## Seitentext
═══

Ein Gedankenexperiment

Wie viele Proteine sind denkbar?
schwarzach Proteine sind aneinandergehängte Aminosäuren. Davon sind 20 besonders wichtig, weil sie das Gewebe des Lebens aufbauen. Alles Fleisch besteht aus Proteinen – und Pflanzen, aufgebaut nicht aus Proteinen, sondern aus Zellulose, brauchen trotzdem welche für ihre Biochemie, genau wie wir. Die Enzyme, die uns am Laufen halten, bestehen aus Proteinen, aneinandergehängten Aminosäuren, wie Buchstaben in einem Text. Unser Alphabet hat 26 Buchstaben, das Alphabet der Aminosäuren 20. Wie viele solcher Buchstaben sind dann in einem Protein eingebaut? Meistens zwischen 100 und 300. Es kommt dabei, wie in einem geschriebenen Text, auf die Reihenfolge an. Der kursive Satz hat 72 Buchstaben (mit Leerzeichen und Punkt und Kommas).
Machen wir ein kleines Gedankenexperiment: Halten wir uns an die untere Grenzgröße (Länge 100) und bauen Proteine von jeweils 100 Aminosäuren Länge. Bestehen sollen diese „Sätze“ aus allen Kombinationen unserer 20 Aminosäuren. Weiters stellen wir uns vor, wir könnten von jeder dieser Ketten nur jeweils ein Exemplar herstellen (um Material zu sparen), also ein Proteinmolekül. Die füllen wir dann alle in ein leeres Gurkenglas. Proteine sind ja Materie. Man kann sie anfassen wie Schnitzelfleisch. Wie groß müsste das Glas sein? – Die Antwort ist erschreckend: es sind 20100, wörtlich zwanzig hoch hundert verschiedene Proteinmoleküle, die wir herzustellen hätten, die Zahl 20 hundertmal mit sich selbst multipliziert, das sind echt viele, nämlich 10130, das ist eine 1 mit 130 Nullen! Eins dieser Proteine wiegt im Schnitt so viel wie 5500 Wassermoleküle, ist aber immer noch winzig klein.

═══

## Vorliegende Einträge
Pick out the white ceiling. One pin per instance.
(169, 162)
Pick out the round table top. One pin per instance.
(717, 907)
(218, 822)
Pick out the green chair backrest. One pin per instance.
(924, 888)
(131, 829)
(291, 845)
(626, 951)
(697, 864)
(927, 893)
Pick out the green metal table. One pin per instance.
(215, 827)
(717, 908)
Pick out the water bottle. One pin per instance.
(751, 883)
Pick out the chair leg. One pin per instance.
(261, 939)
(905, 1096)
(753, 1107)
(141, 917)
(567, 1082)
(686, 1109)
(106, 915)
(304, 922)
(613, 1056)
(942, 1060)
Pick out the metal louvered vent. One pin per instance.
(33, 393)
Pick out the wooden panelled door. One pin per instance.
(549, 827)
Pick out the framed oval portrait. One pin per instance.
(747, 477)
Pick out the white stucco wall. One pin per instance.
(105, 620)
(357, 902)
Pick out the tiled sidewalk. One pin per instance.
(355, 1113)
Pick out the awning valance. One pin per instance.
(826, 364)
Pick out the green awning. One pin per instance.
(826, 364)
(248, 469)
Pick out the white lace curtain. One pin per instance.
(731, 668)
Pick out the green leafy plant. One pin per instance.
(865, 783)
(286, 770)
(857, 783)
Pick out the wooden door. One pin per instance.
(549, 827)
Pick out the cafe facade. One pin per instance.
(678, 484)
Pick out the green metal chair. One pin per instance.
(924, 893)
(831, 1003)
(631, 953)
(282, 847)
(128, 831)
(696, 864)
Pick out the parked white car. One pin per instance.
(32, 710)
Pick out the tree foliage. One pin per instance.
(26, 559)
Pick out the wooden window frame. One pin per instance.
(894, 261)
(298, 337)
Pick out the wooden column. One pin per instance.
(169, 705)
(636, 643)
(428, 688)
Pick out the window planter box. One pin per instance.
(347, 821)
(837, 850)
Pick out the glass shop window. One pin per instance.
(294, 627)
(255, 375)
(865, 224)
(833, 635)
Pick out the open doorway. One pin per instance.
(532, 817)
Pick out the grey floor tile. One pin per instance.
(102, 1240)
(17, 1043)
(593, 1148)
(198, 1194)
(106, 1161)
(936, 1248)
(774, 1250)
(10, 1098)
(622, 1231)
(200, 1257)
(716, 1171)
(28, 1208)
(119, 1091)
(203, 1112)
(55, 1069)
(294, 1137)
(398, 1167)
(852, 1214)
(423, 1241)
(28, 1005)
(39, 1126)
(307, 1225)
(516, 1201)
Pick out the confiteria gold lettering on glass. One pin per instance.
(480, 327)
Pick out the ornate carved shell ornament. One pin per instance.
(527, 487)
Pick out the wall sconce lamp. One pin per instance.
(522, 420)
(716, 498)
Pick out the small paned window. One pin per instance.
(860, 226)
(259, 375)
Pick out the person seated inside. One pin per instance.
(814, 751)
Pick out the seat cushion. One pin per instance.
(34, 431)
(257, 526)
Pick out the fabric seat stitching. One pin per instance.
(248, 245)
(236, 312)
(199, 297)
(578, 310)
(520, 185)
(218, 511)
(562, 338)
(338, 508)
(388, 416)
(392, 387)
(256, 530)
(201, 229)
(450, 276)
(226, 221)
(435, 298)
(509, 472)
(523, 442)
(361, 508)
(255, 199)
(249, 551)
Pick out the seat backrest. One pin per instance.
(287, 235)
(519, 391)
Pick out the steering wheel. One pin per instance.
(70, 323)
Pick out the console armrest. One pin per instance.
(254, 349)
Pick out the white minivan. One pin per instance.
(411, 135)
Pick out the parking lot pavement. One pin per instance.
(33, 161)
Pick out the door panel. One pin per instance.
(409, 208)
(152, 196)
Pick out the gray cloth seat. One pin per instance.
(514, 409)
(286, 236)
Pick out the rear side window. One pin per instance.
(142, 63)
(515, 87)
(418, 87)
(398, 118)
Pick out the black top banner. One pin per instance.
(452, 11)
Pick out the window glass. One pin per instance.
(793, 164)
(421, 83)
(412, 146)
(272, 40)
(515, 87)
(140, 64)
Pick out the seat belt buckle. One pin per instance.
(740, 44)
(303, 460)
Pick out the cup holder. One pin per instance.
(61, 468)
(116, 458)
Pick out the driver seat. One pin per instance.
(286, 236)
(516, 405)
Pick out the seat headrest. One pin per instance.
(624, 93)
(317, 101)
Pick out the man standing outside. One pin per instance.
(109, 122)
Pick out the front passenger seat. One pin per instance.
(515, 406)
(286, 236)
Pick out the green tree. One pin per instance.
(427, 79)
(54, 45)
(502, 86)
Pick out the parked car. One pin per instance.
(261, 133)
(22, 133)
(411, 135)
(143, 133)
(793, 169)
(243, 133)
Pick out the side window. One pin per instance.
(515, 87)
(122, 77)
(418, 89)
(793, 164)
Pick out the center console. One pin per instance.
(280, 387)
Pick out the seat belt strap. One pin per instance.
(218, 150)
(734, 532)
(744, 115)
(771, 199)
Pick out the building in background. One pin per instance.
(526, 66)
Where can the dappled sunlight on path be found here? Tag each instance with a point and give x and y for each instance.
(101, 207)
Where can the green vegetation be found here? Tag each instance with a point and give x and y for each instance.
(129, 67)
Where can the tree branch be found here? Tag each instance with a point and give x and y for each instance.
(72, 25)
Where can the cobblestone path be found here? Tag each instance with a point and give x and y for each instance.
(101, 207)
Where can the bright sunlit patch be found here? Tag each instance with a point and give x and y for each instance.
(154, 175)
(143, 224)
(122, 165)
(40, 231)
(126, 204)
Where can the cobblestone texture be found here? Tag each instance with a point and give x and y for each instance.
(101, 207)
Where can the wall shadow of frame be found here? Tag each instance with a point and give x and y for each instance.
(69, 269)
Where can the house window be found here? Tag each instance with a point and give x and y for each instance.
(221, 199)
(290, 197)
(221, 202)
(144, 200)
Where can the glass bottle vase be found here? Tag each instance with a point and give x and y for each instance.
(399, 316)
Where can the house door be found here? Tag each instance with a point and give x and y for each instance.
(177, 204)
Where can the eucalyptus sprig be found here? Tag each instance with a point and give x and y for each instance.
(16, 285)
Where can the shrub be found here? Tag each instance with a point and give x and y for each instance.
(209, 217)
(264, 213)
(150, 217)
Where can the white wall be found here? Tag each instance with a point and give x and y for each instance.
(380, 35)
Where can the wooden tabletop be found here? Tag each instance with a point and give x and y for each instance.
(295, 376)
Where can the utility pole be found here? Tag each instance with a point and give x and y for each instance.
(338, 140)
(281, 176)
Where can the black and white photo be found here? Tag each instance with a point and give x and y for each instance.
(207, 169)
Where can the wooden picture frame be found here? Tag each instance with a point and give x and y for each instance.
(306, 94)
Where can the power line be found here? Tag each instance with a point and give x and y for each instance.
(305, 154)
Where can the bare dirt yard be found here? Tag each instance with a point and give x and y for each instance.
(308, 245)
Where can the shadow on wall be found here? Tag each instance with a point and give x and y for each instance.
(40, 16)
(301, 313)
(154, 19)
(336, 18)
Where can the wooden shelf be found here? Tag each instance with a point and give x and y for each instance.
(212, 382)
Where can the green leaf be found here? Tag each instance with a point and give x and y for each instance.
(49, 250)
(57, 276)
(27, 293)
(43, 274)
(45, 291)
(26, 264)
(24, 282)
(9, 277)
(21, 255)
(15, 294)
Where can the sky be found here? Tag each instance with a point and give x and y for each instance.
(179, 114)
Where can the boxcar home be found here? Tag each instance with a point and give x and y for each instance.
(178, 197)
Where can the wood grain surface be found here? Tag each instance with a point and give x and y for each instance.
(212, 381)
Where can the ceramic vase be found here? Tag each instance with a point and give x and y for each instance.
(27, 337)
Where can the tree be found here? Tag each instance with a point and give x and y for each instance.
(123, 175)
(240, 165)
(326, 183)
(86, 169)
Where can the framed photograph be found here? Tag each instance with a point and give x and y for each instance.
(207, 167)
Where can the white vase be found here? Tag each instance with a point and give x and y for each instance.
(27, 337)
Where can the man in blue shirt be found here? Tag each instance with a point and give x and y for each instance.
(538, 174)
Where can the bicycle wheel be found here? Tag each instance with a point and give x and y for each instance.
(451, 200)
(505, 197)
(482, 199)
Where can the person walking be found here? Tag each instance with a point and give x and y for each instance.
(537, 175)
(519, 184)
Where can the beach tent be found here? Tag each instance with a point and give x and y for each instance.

═══

## Aufgabe
Schreibe aus dem Text über Proteine den Abschnitt Wort für Wort ab, der bei den Wörtern „Ein Gedankenexperiment“ beginnt und nach „Punkt und Kommas).“ endet.

## Lösung
Ein Gedankenexperiment

Wie viele Proteine sind denkbar?
schwarzach Proteine sind aneinandergehängte Aminosäuren. Davon sind 20 besonders wichtig, weil sie das Gewebe des Lebens aufbauen. Alles Fleisch besteht aus Proteinen – und Pflanzen, aufgebaut nicht aus Proteinen, sondern aus Zellulose, brauchen trotzdem welche für ihre Biochemie, genau wie wir. Die Enzyme, die uns am Laufen halten, bestehen aus Proteinen, aneinandergehängten Aminosäuren, wie Buchstaben in einem Text. Unser Alphabet hat 26 Buchstaben, das Alphabet der Aminosäuren 20. Wie viele solcher Buchstaben sind dann in einem Protein eingebaut? Meistens zwischen 100 und 300. Es kommt dabei, wie in einem geschriebenen Text, auf die Reihenfolge an. Der kursive Satz hat 72 Buchstaben (mit Leerzeichen und Punkt und Kommas).